== TESTO FORNITO ==
● ● ● ● ●

Le borse europee ieri hanno registrato la peggiore performance della storia. L’indice italiano ha perso il 17% e dall’inizio della crisi è giù del 40%. I titoli di Stato italiani sono crollati. La Bce ha consegnato una performance incredibile e da non credere. Economisti, commentatori abituati ad anni di conferenza stampa non si sono capacitati della frase con cui la governatrice francese della Bce ha lasciato per strada non solo i Btp italiani, “non siamo qui per far rientrare gli spread”, ma in un certo senso l’economia continentale. Qualsiasi cosa che non sia il “whatever it takes” diventa il pretesto per vendere. Se la Bce non è qui per far rientrare il rendimento dei titoli di Stato dell’eurozona in una crisi che è evidentemente esogena, allora è liberi tutti. Poi c’è l’economia reale che verrà devastata da quello che sta succedendo. Il solito gioco europeo oggi rischia di essere di una miopia colossale.

● ● ● ● ●

== RIGHE DEL DATASET ==
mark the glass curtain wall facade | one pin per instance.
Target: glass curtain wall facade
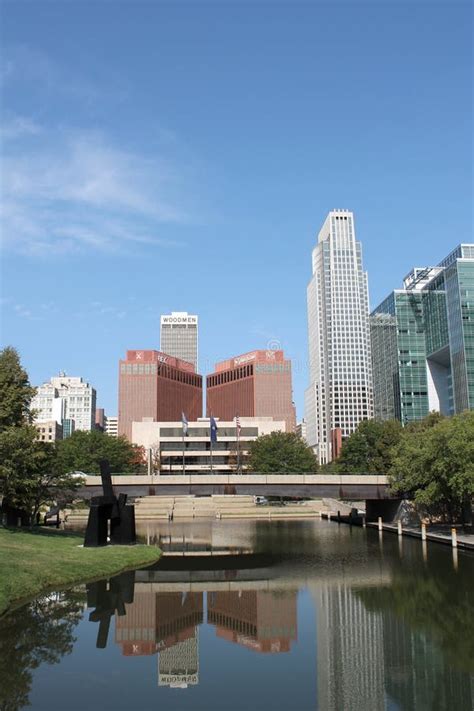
(340, 392)
(399, 358)
(423, 342)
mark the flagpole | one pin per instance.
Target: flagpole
(182, 437)
(210, 433)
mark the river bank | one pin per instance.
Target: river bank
(32, 562)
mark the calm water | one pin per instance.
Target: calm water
(309, 615)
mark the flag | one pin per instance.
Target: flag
(213, 429)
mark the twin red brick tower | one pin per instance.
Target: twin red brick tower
(160, 387)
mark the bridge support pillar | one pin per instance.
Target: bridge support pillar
(387, 509)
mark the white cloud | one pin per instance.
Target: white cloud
(18, 126)
(76, 191)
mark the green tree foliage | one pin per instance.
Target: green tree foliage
(435, 465)
(30, 475)
(84, 450)
(368, 449)
(15, 391)
(281, 452)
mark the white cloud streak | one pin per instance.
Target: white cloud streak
(75, 191)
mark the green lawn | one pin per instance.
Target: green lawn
(31, 562)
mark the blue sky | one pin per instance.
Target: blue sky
(166, 156)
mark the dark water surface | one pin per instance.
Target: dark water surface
(300, 615)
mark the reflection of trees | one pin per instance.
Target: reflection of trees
(439, 606)
(38, 633)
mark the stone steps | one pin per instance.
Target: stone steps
(149, 508)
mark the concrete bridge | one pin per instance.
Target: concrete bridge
(351, 487)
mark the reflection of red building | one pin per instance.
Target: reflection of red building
(135, 631)
(157, 386)
(177, 614)
(256, 384)
(157, 621)
(259, 620)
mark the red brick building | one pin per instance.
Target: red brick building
(256, 384)
(257, 619)
(156, 386)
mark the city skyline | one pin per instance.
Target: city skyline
(201, 187)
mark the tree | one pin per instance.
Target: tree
(437, 469)
(15, 391)
(84, 450)
(281, 453)
(368, 449)
(30, 474)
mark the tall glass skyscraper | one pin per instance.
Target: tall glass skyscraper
(340, 392)
(423, 342)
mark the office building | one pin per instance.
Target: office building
(66, 398)
(229, 453)
(157, 387)
(49, 431)
(301, 429)
(111, 425)
(339, 395)
(423, 342)
(179, 336)
(256, 384)
(100, 419)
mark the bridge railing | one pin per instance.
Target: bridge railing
(267, 479)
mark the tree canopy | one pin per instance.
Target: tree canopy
(15, 391)
(281, 452)
(368, 449)
(30, 472)
(437, 468)
(84, 450)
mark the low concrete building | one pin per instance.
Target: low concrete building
(176, 453)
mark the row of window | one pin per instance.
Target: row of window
(229, 376)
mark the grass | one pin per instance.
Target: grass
(32, 562)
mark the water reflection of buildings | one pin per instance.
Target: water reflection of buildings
(165, 623)
(417, 675)
(366, 656)
(260, 620)
(350, 662)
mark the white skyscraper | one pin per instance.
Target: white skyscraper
(179, 336)
(66, 398)
(340, 392)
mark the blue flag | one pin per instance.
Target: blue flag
(213, 429)
(184, 422)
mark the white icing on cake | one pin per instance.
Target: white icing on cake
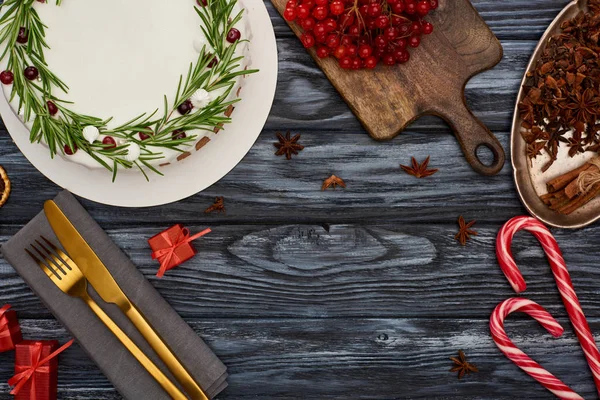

● ● ● ● ●

== ELENCO DEI COMPITI ==
**a)** Di quanto è sceso l'indice italiano dall'inizio della crisi, secondo il testo sul crollo delle borse europee?
**b)** Riscrivi sotto forma di elenco puntato il paragrafo del testo sul crollo delle borse europee che inizia con "Le borse europee ieri", mantenendone i fatti principali.
**c)** Prosegui il testo sul crollo delle borse europee a partire dalla sua ultima frase.

== RISPOSTE ==
**a)** Del 40%.

**b)**
- Ieri le borse europee hanno registrato la peggiore performance della loro storia.
- L'indice italiano ha perso il 17% e dall'inizio della crisi è sceso del 40%.
- I titoli di Stato italiani sono crollati.
- Economisti e commentatori non si capacitano della frase della governatrice francese della Bce, "non siamo qui per far rientrare gli spread", che ha lasciato per strada i Btp italiani e, in un certo senso, l'economia continentale.
- Qualsiasi cosa che non sia il "whatever it takes" diventa un pretesto per vendere.
- Se la Bce non interviene sui rendimenti in una crisi evidentemente esogena, allora è liberi tutti.
- Anche l'economia reale verrà devastata da quanto sta succedendo.
- Il solito gioco europeo rischia di essere di una miopia colossale.

**c)**
Mentre i mercati europei, tutti e nessuno escluso collassavano, la domanda che aleggiava è dove finisse l’incapacità di comprensione dell’Europa e dove iniziasse la vecchia e inevitabile voglia di sfruttare le debolezze altrui. Nel nostro caso, autoinflitte da una gestione folle dell’epidemia e da 30 anni di gestione burocratica e statalista dell’economia. Il problema però, stavolta, è così grosso che si rischia di saltare tutti. Mentre assistevamo alla devastazione l’unico motivo di possibile ottimismo era sul versante americano. Gli Usa sono gli unici che ieri come nel 2008 hanno avuto la lucidità di comprendere il problema. Infatti, in serata la Fed portava il Qe ai massimi dalla crisi Lehman. E noi tutti europei dovremmo ancora una volta ringraziare la Fed.
Non è escluso che la Bce torni sui suoi passi, ma il danno di comunicazione è fatto e sarà complicatissimo da riparare. Se c’è un Paese in difficoltà, l’Italia, la difesa non può mai essere una mezza misura che fa dubitare dell’impegno reale al salvataggio. L’unica cosa che funziona è il whatever it takes che sconsiglia chi apre costose posizioni short.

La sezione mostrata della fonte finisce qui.